[Exercise set]
A) Name every kind of support that, according to the passage on Belarus and Russia, Russia currently gives the Lukashenka regime.
B) Using the passage on Belarus and Russia, explain why an imminent Russian invasion of Belarus should not be expected.
C) From the passage on Belarus and Russia, repeat the words between "This shift in" and "vital national interests.", inclusive.

[Reading passage]
━━━━

This shift in identity will inevitably complicate the relationship between the new Belarus and neighboring Russia. The emergence of an independent Belarusian national identity makes it difficult for Moscow to reconcile itself with the changes taking place in a country that remains central to Russia’s vision of its most vital national interests.

This does not mean that we should expect an imminent Russian invasion. The Kremlin appears to have learned from its mistakes in Ukraine and would prefer to stop short of alienating another “brother nation” via military aggression. However, it does mean that Russia can be expected to maintain its already considerable support for the Lukashenka regime, which currently involves economic, security, diplomatic, and informational components. Moscow must buy time and prop up Lukashenka until a palatable alternative can be found that would allow the Kremlin to avoid an embarrassing setback deep inside its own traditional sphere of influence.

━━━━

[Entries provided]
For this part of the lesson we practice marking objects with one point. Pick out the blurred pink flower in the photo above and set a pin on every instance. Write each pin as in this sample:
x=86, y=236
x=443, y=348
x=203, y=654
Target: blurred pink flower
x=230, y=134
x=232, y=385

━━━━

[Task results]
A) Economic, security, diplomatic, and informational.

B) The Kremlin appears to have learned from its mistakes in Ukraine. It would prefer to stop short of alienating another "brother nation" through military aggression.

C)
This shift in identity will inevitably complicate the relationship between the new Belarus and neighboring Russia. The emergence of an independent Belarusian national identity makes it difficult for Moscow to reconcile itself with the changes taking place in a country that remains central to Russia’s vision of its most vital national interests.